- Brano citato:
━━━━━━━━

Se vuoi capire che cosa significhi realmente la parola immigrazione in quel microcosmo dormiente, arrochito e incattivito che sta diventando il nostro paese, arrampicato su esili speranze tradite, basta fermarti a mezzogiorno all’angolo tra via Tagliamento e via Matteotti, vicino al distributore automatico di bevande. Lì, di fronte ai pochi pullman che partono e che arrivano tra sbuffi stanchi di fumo acre, si riuniscono gli uomini della comunità rumena, agricoltori a giornata, magari pagati a nero ma anche sfaccendati, che si attaccano all’ultima birra disperata.
Questa è la faccia più bieca di un’immigrazione che non si comprende; e che è più facile derubricare in un’invasione inesistente, senza capire che sono questi stessi uomini, magari stipati in catapecchie, affittate da ginosini, a mandare avanti la nostra agricoltura, con buona pace dei proprietari. E magari le loro mogli e sorelle fanno da badante ai nostri nonni, o parenti disabili.
C’è chi lavora onestamente e chi si arrabatta ai limiti della legalità.
Di notte qualche furgone viene bruciato e qualcuno, sottovoce, parla di racket del caporalato.
Dai furgoni fermi agli angoli dei marciapiedi, nei pomeriggi ventosi di questa primavera invernale, scendono anche marocchini, tunisini e senegalesi. Qualche donna col velo e il carrozzino della “Chicco”, si affaccia a fare la spesa al supermercato. I cinesi si vedono poco in giro, stanno chiusi nei loro negozi all’ombra delle lanterne rosse, con affitti anche esorbitanti, pagati in contanti.
Di sera la villa è vuota. E non è solo colpa del Covid.
L’immigrazione è un problema.
Ma per affrontarlo seriamente, bisogna guardarlo negli occhi, una volta per tutte.

━━━━━━━━

- Istruzioni: Nel brano sull'immigrazione, a quale angolo si riuniscono a mezzogiorno gli uomini della comunità rumena?

━━━━━━━━

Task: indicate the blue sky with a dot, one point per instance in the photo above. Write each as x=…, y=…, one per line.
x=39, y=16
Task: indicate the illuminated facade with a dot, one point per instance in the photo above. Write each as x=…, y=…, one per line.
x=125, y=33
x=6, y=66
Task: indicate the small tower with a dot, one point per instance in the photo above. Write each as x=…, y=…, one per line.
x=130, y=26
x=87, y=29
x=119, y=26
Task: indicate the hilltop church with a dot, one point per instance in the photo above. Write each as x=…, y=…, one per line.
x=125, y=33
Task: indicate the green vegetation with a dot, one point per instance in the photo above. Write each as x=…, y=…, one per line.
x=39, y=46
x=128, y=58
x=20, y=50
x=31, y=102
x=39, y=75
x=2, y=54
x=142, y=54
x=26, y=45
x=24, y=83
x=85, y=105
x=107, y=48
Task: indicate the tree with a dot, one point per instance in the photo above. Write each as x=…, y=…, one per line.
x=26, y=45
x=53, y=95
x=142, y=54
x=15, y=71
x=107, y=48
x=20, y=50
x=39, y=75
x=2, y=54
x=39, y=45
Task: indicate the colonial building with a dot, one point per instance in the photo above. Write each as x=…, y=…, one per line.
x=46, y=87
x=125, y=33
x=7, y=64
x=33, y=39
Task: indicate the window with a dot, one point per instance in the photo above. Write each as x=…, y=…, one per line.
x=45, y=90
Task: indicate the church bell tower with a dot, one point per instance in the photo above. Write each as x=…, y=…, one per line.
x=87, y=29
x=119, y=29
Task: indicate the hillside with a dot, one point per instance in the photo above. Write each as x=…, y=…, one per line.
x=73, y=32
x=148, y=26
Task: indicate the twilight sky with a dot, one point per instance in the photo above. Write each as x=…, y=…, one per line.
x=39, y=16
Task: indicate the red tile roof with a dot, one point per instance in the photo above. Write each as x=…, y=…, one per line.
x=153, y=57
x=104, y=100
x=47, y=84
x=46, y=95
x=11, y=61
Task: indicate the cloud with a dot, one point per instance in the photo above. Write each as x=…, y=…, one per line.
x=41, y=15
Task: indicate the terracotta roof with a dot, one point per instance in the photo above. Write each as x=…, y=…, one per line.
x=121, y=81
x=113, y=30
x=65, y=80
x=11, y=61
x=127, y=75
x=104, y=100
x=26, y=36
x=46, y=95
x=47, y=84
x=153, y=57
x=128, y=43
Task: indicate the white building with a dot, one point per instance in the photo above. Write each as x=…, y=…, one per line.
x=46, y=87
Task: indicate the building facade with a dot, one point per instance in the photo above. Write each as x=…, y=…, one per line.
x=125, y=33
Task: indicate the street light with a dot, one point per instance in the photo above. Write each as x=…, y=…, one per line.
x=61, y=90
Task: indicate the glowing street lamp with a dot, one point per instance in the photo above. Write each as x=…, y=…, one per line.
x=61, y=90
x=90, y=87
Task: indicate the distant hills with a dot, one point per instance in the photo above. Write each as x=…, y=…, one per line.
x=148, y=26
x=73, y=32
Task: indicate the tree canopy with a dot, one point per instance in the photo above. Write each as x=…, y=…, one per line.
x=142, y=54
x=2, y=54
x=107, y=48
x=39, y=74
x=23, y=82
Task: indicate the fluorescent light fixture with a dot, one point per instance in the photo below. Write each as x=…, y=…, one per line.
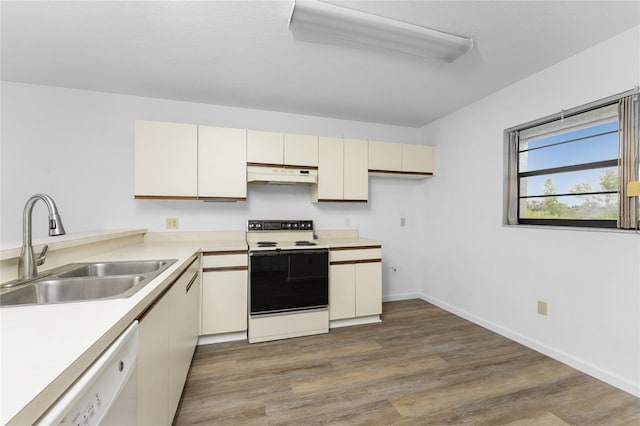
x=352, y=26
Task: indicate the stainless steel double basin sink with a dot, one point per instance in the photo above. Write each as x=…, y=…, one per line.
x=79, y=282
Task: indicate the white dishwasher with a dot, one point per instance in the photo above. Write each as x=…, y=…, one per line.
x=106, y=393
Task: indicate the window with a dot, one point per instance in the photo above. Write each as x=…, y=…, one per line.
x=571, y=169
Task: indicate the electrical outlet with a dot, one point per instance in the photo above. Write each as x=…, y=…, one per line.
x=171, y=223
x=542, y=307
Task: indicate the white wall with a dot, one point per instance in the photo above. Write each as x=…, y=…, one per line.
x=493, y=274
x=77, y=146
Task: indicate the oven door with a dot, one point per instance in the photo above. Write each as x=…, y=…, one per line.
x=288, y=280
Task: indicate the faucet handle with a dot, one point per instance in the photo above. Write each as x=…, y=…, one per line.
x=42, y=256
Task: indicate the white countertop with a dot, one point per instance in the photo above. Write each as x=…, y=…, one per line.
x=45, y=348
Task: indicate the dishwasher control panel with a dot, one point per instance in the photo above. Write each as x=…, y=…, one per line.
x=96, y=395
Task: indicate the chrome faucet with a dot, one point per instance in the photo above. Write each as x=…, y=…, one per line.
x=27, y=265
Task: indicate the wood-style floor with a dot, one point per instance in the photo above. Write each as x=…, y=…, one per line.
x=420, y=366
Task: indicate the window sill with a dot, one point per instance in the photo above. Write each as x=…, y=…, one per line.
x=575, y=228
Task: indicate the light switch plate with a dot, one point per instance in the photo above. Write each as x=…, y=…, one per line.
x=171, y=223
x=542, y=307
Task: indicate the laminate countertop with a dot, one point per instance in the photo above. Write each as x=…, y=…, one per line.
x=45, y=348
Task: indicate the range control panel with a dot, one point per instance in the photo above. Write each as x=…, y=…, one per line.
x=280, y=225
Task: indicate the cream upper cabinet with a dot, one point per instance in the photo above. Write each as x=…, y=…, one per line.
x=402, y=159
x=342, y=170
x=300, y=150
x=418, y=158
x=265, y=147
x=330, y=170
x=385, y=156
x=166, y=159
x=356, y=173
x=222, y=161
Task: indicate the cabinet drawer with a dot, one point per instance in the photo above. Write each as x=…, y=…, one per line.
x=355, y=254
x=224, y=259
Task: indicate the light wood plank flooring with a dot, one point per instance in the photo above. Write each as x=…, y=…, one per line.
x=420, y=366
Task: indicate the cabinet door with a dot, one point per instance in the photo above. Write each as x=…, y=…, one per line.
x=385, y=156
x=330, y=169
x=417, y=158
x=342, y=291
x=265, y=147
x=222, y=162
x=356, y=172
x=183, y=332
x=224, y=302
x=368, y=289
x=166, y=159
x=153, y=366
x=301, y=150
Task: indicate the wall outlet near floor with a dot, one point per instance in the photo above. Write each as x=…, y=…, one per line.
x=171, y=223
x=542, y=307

━━━━━━━━

- Soluzione: All'angolo tra via Tagliamento e via Matteotti, vicino al distributore automatico di bevande.